#### INPUT DATA:
------------------------------
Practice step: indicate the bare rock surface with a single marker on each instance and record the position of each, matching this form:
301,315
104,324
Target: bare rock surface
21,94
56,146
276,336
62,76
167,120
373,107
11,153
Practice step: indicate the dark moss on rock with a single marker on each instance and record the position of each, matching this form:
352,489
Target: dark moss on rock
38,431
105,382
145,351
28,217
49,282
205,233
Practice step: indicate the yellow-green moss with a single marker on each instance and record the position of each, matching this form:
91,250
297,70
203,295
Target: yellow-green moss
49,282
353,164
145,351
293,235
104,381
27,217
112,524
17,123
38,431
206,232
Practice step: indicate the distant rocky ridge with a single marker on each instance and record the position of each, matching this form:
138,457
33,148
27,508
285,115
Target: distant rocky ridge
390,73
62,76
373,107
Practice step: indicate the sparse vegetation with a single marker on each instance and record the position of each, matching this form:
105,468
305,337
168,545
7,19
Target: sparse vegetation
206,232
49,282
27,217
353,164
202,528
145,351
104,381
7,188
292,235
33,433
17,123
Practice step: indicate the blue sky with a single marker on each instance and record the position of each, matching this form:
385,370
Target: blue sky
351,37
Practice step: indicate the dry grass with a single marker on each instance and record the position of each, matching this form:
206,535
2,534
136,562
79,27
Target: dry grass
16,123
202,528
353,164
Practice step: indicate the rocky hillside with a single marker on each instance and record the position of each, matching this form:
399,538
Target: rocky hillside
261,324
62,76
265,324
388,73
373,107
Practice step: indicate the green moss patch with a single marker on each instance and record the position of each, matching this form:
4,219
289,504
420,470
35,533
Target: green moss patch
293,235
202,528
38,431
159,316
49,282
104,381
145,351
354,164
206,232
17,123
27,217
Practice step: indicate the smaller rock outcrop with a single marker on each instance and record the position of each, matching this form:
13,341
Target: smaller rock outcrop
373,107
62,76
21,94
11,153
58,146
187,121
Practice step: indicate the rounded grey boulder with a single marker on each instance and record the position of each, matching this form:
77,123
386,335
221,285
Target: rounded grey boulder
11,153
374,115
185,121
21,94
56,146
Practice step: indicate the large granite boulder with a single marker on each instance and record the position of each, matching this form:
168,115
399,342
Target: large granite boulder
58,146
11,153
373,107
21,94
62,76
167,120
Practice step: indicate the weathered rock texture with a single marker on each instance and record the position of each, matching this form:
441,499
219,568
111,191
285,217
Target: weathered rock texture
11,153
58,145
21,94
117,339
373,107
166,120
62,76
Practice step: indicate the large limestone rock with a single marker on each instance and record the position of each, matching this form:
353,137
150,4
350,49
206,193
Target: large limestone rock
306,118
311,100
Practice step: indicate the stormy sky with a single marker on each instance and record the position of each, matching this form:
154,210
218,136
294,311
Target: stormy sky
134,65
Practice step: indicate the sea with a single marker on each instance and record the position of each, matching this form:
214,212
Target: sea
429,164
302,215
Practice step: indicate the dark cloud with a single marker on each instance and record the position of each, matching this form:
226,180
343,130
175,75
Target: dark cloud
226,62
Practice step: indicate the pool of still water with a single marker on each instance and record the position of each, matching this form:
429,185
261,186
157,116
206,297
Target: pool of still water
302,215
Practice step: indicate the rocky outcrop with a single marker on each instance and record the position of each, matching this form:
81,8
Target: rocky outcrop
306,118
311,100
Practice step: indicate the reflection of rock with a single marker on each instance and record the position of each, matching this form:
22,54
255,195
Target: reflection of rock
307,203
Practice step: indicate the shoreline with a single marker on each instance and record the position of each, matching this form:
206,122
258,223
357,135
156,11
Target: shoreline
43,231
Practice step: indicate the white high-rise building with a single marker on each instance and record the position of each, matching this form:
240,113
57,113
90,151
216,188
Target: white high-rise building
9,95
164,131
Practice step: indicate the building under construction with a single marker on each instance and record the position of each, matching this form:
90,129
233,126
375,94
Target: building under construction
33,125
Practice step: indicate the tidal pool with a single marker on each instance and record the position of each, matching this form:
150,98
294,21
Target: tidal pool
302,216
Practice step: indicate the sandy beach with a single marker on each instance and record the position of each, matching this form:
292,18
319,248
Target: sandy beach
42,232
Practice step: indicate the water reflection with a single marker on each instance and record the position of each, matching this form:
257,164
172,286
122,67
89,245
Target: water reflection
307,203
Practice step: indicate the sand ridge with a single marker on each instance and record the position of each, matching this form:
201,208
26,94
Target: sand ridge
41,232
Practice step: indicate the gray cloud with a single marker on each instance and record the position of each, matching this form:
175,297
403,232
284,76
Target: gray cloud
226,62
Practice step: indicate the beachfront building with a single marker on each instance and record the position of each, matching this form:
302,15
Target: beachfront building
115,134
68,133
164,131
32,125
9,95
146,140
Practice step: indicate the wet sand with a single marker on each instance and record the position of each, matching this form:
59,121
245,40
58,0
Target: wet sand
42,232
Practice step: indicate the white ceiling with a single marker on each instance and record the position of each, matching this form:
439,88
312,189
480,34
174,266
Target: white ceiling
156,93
------------------------------
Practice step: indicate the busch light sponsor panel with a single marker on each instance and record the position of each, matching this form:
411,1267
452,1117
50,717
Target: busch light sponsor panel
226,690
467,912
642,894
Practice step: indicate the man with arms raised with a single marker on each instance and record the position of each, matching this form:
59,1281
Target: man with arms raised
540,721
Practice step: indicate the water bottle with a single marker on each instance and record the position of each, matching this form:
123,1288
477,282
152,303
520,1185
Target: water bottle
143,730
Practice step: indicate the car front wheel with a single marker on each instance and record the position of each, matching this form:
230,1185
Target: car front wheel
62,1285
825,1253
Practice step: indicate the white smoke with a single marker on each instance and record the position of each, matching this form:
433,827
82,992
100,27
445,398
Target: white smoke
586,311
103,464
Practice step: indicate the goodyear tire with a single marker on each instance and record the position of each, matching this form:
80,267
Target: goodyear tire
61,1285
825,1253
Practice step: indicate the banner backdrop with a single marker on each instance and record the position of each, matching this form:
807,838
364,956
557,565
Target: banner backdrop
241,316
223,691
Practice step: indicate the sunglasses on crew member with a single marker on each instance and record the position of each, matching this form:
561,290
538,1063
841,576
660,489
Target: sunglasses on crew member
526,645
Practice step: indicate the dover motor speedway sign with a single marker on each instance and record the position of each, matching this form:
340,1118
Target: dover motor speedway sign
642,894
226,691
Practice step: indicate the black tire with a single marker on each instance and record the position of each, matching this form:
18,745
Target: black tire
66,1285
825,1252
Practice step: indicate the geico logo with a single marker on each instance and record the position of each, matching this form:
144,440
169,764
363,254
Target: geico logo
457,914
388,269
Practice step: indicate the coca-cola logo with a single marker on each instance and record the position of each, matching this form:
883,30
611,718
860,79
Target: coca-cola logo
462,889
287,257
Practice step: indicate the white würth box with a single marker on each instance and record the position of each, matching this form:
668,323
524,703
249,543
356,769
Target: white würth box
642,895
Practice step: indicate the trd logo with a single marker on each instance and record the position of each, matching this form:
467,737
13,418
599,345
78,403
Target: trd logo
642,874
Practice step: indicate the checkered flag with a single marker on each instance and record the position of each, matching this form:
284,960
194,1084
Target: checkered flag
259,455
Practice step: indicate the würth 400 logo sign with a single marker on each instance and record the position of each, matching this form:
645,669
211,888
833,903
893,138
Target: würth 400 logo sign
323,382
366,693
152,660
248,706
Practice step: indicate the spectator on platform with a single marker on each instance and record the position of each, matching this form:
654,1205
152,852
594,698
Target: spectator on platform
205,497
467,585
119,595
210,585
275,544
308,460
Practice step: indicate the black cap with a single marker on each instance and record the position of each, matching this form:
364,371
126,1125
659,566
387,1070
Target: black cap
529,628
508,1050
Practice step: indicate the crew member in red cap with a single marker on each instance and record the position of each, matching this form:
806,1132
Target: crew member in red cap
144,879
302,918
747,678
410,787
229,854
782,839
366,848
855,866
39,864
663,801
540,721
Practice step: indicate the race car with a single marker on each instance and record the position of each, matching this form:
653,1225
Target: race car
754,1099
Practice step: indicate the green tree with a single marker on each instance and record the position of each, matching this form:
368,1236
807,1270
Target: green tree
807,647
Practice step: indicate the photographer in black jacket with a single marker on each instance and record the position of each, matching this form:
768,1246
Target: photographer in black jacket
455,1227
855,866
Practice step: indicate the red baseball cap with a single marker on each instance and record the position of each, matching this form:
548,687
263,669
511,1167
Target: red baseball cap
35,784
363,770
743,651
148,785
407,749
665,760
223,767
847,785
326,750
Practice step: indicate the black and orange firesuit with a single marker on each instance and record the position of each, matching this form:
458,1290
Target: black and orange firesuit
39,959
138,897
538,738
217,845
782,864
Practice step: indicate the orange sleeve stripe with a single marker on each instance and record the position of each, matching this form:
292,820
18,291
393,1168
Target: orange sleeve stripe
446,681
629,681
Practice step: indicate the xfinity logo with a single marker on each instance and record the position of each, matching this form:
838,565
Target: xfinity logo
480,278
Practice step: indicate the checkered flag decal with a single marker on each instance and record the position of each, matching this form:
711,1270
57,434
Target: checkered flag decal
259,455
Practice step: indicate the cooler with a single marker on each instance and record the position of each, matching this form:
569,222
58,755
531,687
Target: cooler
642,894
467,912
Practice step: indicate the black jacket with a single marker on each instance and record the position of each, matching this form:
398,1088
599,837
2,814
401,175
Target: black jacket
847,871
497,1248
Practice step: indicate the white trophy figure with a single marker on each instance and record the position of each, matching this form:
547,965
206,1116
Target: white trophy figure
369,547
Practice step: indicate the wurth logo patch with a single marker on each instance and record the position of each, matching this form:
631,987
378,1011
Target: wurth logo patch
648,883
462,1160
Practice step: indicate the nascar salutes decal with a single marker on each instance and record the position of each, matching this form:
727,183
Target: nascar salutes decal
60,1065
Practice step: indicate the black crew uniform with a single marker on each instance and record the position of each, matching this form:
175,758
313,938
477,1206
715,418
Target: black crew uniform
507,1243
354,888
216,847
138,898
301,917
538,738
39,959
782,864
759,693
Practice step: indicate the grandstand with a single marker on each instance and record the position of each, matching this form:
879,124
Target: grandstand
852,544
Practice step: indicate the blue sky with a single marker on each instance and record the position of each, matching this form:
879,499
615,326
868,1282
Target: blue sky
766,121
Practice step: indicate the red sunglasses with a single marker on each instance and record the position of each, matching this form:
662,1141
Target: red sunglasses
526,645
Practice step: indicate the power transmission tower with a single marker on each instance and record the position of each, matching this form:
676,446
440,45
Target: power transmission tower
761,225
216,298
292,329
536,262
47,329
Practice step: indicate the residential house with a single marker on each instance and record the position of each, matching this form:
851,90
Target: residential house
------------------------------
#### INSTRUCTIONS FOR THE TASK:
Pick out every line in the records above that contains the word "sandy", and copy each one in full. Case counts.

#### FULL RESPONSE:
Practice step: indicate the sandy beach with a single marker on each instance and record the position of each, matching this form:
Target: sandy beach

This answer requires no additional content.